** Begin Records provided **

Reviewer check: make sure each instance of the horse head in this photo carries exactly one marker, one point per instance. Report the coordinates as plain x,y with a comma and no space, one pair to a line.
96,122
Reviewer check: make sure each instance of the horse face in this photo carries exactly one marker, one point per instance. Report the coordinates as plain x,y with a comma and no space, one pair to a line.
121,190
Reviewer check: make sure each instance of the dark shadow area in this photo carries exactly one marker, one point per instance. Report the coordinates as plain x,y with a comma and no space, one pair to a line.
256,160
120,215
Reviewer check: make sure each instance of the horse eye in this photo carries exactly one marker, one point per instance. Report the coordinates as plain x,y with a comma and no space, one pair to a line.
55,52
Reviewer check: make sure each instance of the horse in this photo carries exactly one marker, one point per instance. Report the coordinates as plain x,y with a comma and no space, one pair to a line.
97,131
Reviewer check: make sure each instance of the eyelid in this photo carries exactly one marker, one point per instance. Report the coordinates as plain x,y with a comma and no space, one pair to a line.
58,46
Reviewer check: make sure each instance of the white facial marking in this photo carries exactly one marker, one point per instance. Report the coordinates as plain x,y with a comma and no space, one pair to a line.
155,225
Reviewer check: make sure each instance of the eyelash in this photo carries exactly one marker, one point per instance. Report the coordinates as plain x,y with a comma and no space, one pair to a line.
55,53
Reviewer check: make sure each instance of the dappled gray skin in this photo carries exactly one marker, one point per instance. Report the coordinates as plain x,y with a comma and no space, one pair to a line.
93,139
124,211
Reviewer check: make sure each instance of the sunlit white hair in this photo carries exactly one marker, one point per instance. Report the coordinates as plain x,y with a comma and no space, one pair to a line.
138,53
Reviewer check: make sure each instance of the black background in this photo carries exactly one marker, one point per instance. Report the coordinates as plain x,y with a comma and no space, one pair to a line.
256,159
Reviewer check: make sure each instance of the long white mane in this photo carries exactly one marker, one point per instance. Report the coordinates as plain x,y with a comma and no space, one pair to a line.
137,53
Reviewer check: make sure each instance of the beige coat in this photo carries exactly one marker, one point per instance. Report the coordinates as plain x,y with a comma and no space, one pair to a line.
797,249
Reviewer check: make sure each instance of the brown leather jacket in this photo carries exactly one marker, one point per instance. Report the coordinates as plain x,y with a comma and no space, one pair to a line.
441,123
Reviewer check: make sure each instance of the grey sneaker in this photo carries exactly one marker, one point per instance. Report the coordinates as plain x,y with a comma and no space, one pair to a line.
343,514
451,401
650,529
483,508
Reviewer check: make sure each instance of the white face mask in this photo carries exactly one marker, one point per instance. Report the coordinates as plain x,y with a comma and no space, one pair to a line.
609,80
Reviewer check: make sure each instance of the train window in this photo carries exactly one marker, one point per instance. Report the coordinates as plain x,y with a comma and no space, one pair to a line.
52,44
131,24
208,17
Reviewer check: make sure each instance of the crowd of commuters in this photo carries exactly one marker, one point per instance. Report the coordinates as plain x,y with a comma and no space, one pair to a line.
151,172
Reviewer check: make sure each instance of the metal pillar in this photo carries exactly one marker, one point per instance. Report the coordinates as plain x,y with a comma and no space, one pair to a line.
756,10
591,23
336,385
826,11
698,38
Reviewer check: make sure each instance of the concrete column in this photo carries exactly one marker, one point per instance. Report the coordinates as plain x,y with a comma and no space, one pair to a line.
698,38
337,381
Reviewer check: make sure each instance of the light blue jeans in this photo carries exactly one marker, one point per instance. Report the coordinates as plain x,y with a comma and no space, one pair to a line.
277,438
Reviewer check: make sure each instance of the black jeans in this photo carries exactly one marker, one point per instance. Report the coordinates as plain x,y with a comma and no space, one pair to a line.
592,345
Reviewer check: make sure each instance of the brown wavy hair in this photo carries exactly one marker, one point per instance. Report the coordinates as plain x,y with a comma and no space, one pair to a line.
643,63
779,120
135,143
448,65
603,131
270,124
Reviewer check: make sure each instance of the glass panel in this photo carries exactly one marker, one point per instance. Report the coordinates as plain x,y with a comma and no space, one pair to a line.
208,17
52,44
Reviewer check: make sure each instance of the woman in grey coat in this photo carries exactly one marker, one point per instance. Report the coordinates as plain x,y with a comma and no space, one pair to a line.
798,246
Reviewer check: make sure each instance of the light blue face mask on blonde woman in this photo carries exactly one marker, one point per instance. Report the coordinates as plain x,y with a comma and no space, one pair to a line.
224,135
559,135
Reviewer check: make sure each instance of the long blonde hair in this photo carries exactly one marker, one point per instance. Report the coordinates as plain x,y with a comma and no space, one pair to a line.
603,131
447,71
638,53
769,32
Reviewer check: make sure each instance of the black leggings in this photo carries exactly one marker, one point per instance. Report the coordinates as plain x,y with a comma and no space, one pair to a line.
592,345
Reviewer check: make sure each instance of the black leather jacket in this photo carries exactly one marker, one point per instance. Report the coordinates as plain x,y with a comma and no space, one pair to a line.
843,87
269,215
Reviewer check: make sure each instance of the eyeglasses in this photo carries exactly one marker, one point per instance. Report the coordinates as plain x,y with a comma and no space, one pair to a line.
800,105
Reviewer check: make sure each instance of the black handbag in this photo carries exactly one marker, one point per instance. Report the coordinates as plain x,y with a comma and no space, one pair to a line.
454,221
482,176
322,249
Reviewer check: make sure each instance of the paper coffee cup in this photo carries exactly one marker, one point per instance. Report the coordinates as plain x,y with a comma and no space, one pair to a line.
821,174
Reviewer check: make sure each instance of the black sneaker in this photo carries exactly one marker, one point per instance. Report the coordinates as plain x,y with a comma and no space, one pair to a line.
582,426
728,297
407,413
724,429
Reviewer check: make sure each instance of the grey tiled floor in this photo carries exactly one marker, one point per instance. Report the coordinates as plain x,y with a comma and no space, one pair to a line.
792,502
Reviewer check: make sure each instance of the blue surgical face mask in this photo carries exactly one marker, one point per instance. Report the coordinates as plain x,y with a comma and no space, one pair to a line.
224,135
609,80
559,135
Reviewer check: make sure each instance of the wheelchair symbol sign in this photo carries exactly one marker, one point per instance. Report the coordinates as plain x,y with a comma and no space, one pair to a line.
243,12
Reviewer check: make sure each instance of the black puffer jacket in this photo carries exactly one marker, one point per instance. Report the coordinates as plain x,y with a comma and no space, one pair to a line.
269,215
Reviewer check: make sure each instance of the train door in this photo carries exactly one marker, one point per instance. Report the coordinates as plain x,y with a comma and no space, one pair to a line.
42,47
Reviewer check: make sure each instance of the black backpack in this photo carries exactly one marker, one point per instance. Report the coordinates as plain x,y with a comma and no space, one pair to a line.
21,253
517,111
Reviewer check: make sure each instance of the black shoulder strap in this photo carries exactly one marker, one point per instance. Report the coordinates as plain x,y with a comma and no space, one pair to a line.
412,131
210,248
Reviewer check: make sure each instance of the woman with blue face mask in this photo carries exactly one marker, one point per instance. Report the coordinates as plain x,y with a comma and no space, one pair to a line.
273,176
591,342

** End Records provided **

● The task
Please swap "marker" for "dot" in everything from the line containing "Reviewer check: make sure each instance of the black puffer" down to the end of the material, and return only those lines with nothing else altered.

● The output
Reviewer check: make sure each instance of the black puffer jacket in this photo carries exactly one dot, one point per instance. Report the coordinates as plain x,y with a comma and no space, one pair to a line.
269,215
Reviewer check: make sure each instance of the train door in this photo carries exactly one dot, one point per instance. Report the coordinates as plain x,y with a comma and no space, one pair to a line.
42,47
Reviewer check: make sure each instance of the black backpack in this photo carries exactly one dot, one point per instance. Report the coordinates as plain x,y with a comma and no space, one pair to a line.
21,253
517,111
Reviewer check: make sure each instance of the black shoulder strap in this photo carries exactly one dot, one point per instance. Report the coordinates as plain x,y with a comma and no space, one pair to a line.
412,131
210,248
Reviewer check: make sure each instance of the woman with blue face mask in this photo carries exactly one dot, one point per instance. Report the coordinates as plain x,y with a comma and no space, one pair to a line.
273,176
591,342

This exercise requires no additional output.